Stored data entries
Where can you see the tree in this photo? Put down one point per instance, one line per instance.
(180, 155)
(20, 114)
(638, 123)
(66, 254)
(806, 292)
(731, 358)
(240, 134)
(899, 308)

The problem:
The data is to be reproduced in full, every line intact.

Expected answer:
Where can you see the tree in this photo? Put down one point per instance, one line per instance.
(180, 155)
(20, 114)
(638, 123)
(66, 254)
(806, 292)
(731, 358)
(240, 134)
(899, 308)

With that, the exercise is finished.